WRITTEN TASK: Arrange the lines of the records as a Markdown table with the columns Row and Line, numbering each row and leaving out blank lines. Start at the line that contains "Highlight the man", end at the line that contains "[5,57,31,90]", and include both of those lines.

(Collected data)
━━━━━━━━━━━━━━━━

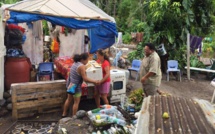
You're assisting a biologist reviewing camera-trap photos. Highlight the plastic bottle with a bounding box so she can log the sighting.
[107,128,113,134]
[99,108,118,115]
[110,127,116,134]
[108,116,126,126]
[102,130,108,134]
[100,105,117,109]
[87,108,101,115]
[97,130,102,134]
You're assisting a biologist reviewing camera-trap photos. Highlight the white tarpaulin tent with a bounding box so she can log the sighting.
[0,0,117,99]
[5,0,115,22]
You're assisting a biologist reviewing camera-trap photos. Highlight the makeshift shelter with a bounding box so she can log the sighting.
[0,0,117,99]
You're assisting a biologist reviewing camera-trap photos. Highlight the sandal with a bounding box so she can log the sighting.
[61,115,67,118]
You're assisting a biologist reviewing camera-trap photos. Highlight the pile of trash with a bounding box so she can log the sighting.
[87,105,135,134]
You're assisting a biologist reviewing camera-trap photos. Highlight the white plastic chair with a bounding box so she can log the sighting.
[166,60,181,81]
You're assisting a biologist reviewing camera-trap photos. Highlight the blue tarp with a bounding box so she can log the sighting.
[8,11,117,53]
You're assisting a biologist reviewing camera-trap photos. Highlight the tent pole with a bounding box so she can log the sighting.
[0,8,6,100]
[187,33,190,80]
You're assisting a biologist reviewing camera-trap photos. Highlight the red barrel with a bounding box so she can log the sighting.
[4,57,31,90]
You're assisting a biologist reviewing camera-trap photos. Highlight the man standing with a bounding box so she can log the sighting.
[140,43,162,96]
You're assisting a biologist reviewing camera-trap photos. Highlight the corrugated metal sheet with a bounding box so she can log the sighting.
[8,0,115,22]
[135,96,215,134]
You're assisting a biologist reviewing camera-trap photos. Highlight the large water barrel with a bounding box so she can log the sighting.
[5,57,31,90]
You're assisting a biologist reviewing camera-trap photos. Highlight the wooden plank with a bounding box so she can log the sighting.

━━━━━━━━━━━━━━━━

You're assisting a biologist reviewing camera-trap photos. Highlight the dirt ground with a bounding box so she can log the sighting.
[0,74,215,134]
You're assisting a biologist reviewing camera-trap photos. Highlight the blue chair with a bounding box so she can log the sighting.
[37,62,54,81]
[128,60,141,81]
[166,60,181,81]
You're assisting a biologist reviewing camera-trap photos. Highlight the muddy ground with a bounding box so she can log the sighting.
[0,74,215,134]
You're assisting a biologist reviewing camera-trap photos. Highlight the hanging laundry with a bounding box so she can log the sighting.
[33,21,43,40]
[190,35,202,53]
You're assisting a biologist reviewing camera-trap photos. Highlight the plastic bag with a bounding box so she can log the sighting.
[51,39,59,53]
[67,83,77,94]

━━━━━━━━━━━━━━━━

THE SOLUTION:
| Row | Line |
|---|---|
| 1 | You're assisting a biologist reviewing camera-trap photos. Highlight the man standing with a bounding box so she can log the sighting. |
| 2 | [140,43,162,96] |
| 3 | You're assisting a biologist reviewing camera-trap photos. Highlight the corrugated metal sheet with a bounding box so she can log the sighting. |
| 4 | [8,0,115,22] |
| 5 | [135,96,215,134] |
| 6 | You're assisting a biologist reviewing camera-trap photos. Highlight the large water barrel with a bounding box so she can log the sighting. |
| 7 | [5,57,31,90] |